• [EXERCISE DESCRIPTION]
Rewrite all the lines of the records below as a Markdown table with a Row column holding the row number and a Record line column holding the line, leaving out blank lines.

________________________

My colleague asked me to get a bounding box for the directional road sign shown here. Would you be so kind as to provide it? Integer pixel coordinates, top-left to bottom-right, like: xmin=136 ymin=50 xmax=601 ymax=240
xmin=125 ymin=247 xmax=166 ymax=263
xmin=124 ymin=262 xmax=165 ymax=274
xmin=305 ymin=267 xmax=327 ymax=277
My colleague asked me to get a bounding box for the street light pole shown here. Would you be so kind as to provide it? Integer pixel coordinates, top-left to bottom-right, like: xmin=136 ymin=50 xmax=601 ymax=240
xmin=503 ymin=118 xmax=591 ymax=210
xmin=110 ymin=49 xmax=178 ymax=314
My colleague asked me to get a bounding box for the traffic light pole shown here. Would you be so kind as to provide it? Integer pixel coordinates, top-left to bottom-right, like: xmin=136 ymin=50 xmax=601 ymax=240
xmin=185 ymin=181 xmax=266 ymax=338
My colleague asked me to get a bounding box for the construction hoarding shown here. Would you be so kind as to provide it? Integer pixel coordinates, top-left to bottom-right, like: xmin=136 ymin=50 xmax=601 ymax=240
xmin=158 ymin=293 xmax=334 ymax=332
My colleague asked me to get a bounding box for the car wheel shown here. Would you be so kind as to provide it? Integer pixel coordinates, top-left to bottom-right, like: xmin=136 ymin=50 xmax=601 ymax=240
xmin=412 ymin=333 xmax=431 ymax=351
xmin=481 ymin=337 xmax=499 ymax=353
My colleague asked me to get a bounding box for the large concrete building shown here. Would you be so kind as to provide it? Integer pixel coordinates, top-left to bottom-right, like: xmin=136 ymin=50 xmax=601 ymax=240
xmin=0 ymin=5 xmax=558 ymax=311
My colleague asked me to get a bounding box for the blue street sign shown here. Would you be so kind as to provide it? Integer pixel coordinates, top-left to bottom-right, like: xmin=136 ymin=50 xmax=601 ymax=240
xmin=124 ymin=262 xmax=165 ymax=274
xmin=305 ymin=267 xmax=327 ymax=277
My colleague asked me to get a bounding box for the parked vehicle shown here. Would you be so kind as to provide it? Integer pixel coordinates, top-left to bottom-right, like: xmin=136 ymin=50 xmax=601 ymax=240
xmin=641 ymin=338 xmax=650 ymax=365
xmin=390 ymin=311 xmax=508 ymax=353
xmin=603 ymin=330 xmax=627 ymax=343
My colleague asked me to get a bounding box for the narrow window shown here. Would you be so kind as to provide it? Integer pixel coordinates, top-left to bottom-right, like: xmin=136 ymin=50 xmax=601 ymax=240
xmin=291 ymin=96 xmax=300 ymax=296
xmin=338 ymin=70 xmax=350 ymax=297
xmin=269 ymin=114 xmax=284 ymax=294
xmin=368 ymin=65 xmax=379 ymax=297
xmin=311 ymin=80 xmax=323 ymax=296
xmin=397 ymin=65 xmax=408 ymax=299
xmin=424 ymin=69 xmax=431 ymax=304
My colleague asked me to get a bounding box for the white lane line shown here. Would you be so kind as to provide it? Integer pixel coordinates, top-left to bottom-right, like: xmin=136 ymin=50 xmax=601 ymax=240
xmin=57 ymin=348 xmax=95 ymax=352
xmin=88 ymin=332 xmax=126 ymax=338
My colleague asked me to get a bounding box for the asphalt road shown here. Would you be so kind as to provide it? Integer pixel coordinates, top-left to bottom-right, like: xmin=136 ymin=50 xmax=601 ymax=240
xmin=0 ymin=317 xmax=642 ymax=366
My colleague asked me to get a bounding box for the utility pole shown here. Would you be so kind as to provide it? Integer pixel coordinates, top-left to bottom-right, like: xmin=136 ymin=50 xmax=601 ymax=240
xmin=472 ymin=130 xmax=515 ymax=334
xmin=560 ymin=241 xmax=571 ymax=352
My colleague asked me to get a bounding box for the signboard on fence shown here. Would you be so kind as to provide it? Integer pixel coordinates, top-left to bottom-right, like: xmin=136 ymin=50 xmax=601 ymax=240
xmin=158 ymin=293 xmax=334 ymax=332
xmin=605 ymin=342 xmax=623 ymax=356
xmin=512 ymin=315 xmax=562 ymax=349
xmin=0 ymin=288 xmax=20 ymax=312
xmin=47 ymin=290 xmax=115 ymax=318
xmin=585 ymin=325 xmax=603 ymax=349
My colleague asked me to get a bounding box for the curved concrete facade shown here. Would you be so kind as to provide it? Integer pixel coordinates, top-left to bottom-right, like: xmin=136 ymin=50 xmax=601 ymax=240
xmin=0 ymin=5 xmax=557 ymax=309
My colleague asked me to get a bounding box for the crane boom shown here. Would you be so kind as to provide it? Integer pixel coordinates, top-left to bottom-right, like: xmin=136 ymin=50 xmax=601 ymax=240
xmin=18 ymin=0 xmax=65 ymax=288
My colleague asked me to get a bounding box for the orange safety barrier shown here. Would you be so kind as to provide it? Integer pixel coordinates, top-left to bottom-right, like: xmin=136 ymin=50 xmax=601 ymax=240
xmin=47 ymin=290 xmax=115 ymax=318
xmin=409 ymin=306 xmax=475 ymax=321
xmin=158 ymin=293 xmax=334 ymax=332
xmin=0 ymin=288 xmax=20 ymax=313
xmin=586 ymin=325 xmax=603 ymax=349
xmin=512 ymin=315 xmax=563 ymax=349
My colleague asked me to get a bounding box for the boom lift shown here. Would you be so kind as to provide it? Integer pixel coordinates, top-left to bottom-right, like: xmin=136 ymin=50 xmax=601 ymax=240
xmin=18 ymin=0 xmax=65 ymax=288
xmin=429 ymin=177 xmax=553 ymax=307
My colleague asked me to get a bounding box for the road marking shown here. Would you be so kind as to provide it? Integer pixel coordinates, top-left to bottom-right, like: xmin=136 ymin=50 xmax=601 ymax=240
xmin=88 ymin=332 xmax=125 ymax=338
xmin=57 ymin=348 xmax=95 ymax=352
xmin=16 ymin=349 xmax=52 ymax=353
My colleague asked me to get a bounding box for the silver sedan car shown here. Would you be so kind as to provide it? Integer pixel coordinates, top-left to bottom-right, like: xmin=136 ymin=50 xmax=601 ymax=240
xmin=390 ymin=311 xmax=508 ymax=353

________________________

• [THE ANSWER]
| Row | Record line |
|---|---|
| 1 | My colleague asked me to get a bounding box for the directional road sign shown here. Would you be so kind as to provide it? Integer pixel coordinates, top-left to bottom-right, like: xmin=136 ymin=50 xmax=601 ymax=240 |
| 2 | xmin=125 ymin=247 xmax=166 ymax=263 |
| 3 | xmin=124 ymin=262 xmax=165 ymax=274 |
| 4 | xmin=305 ymin=267 xmax=327 ymax=277 |
| 5 | My colleague asked me to get a bounding box for the street light pole shown here. Would you be so kind as to provide it? Integer pixel coordinates, top-left to bottom-right, like: xmin=136 ymin=50 xmax=601 ymax=240 |
| 6 | xmin=503 ymin=118 xmax=591 ymax=210 |
| 7 | xmin=110 ymin=49 xmax=178 ymax=314 |
| 8 | My colleague asked me to get a bounding box for the traffic light pole shown here. Would you be so kind as to provide it? Integer pixel coordinates, top-left to bottom-right, like: xmin=136 ymin=50 xmax=601 ymax=240 |
| 9 | xmin=185 ymin=181 xmax=266 ymax=338 |
| 10 | My colleague asked me to get a bounding box for the construction hoarding shown here. Would you be so kind as to provide it? Integer pixel coordinates, top-left to bottom-right, like: xmin=136 ymin=50 xmax=601 ymax=240 |
| 11 | xmin=158 ymin=293 xmax=334 ymax=332 |
| 12 | My colleague asked me to get a bounding box for the car wheel shown here. Would you be so kind as to provide it? Integer pixel coordinates, top-left to bottom-right, like: xmin=136 ymin=50 xmax=601 ymax=240 |
| 13 | xmin=412 ymin=333 xmax=431 ymax=351 |
| 14 | xmin=481 ymin=337 xmax=499 ymax=353 |
| 15 | My colleague asked me to get a bounding box for the large concrete building shown here. Would you be so kind as to provide it? Integer pixel coordinates, top-left to bottom-right, like: xmin=136 ymin=50 xmax=601 ymax=240 |
| 16 | xmin=0 ymin=5 xmax=558 ymax=311 |
| 17 | My colleague asked me to get a bounding box for the blue street sign shown here. Would you be so kind as to provide it? Integer pixel coordinates, top-left to bottom-right, like: xmin=136 ymin=50 xmax=601 ymax=240 |
| 18 | xmin=124 ymin=262 xmax=165 ymax=274 |
| 19 | xmin=305 ymin=267 xmax=327 ymax=277 |
| 20 | My colleague asked me to get a bounding box for the parked vehicle shown here. Would you be so kind as to provide it? Integer pixel coordinates, top-left to bottom-right, like: xmin=136 ymin=50 xmax=601 ymax=240 |
| 21 | xmin=641 ymin=338 xmax=650 ymax=365 |
| 22 | xmin=390 ymin=311 xmax=508 ymax=353 |
| 23 | xmin=603 ymin=330 xmax=627 ymax=343 |
| 24 | My colleague asked me to get a bounding box for the narrow window shown here. Would you be so kind as to provide it? Integer pixel coordinates, top-left to bottom-right, like: xmin=136 ymin=50 xmax=601 ymax=240 |
| 25 | xmin=291 ymin=96 xmax=300 ymax=296 |
| 26 | xmin=338 ymin=70 xmax=350 ymax=297 |
| 27 | xmin=269 ymin=114 xmax=284 ymax=294 |
| 28 | xmin=368 ymin=65 xmax=379 ymax=297 |
| 29 | xmin=311 ymin=80 xmax=323 ymax=296 |
| 30 | xmin=397 ymin=65 xmax=408 ymax=299 |
| 31 | xmin=424 ymin=69 xmax=431 ymax=304 |
| 32 | My colleague asked me to get a bounding box for the white lane line shown here. Would you be so kind as to provide it? Integer pixel coordinates, top-left to bottom-right, like: xmin=136 ymin=50 xmax=601 ymax=240 |
| 33 | xmin=57 ymin=348 xmax=95 ymax=352 |
| 34 | xmin=88 ymin=332 xmax=126 ymax=338 |
| 35 | My colleague asked me to get a bounding box for the asphalt road shown here. Would you be so kind as to provide it? Integer pixel coordinates, top-left to bottom-right, like: xmin=136 ymin=50 xmax=601 ymax=240 |
| 36 | xmin=0 ymin=317 xmax=642 ymax=366 |
| 37 | My colleague asked me to get a bounding box for the utility pole shown here. Would you be so kind as to provide it? Integer pixel coordinates, top-left to bottom-right, like: xmin=136 ymin=50 xmax=601 ymax=240 |
| 38 | xmin=472 ymin=130 xmax=515 ymax=334 |
| 39 | xmin=560 ymin=241 xmax=571 ymax=352 |
| 40 | My colleague asked me to get a bounding box for the signboard on fence shown here. Would you be so kind as to provide it? Integer pixel coordinates, top-left to bottom-right, like: xmin=136 ymin=50 xmax=601 ymax=240 |
| 41 | xmin=158 ymin=293 xmax=334 ymax=332 |
| 42 | xmin=605 ymin=342 xmax=623 ymax=356 |
| 43 | xmin=512 ymin=315 xmax=562 ymax=349 |
| 44 | xmin=0 ymin=288 xmax=20 ymax=312 |
| 45 | xmin=47 ymin=290 xmax=115 ymax=318 |
| 46 | xmin=585 ymin=325 xmax=603 ymax=349 |
| 47 | My colleague asked me to get a bounding box for the curved concrete facade shown here. Would you be so kind as to provide it? Integer pixel coordinates, top-left to bottom-right, like: xmin=136 ymin=50 xmax=601 ymax=240 |
| 48 | xmin=0 ymin=5 xmax=557 ymax=309 |
| 49 | My colleague asked me to get a bounding box for the crane boom shown here. Would you be so kind as to provide it? Integer pixel coordinates, top-left to bottom-right, like: xmin=136 ymin=50 xmax=601 ymax=240 |
| 50 | xmin=18 ymin=0 xmax=65 ymax=288 |
| 51 | My colleague asked me to get a bounding box for the orange safety barrier shown here. Would you be so kind as to provide it? Integer pixel coordinates, top-left to bottom-right, like: xmin=136 ymin=50 xmax=601 ymax=240 |
| 52 | xmin=47 ymin=290 xmax=115 ymax=318 |
| 53 | xmin=409 ymin=306 xmax=475 ymax=321 |
| 54 | xmin=158 ymin=293 xmax=334 ymax=332 |
| 55 | xmin=0 ymin=288 xmax=20 ymax=313 |
| 56 | xmin=586 ymin=325 xmax=603 ymax=349 |
| 57 | xmin=512 ymin=315 xmax=563 ymax=349 |
| 58 | My colleague asked me to get a bounding box for the boom lift shown here. Would you be so kind as to provide it? Integer pixel coordinates, top-left to bottom-right, like: xmin=136 ymin=50 xmax=601 ymax=240 |
| 59 | xmin=18 ymin=0 xmax=65 ymax=288 |
| 60 | xmin=429 ymin=177 xmax=553 ymax=307 |
| 61 | My colleague asked me to get a bounding box for the road marking shown here. Would you be so kind as to provide it? Integer pixel coordinates, top-left to bottom-right, like: xmin=136 ymin=50 xmax=601 ymax=240 |
| 62 | xmin=88 ymin=332 xmax=125 ymax=338 |
| 63 | xmin=57 ymin=348 xmax=95 ymax=352 |
| 64 | xmin=16 ymin=349 xmax=52 ymax=353 |
| 65 | My colleague asked me to get a bounding box for the silver sedan car shown here. Would you be so kind as to provide it? Integer pixel coordinates, top-left to bottom-right, like: xmin=136 ymin=50 xmax=601 ymax=240 |
| 66 | xmin=390 ymin=311 xmax=508 ymax=353 |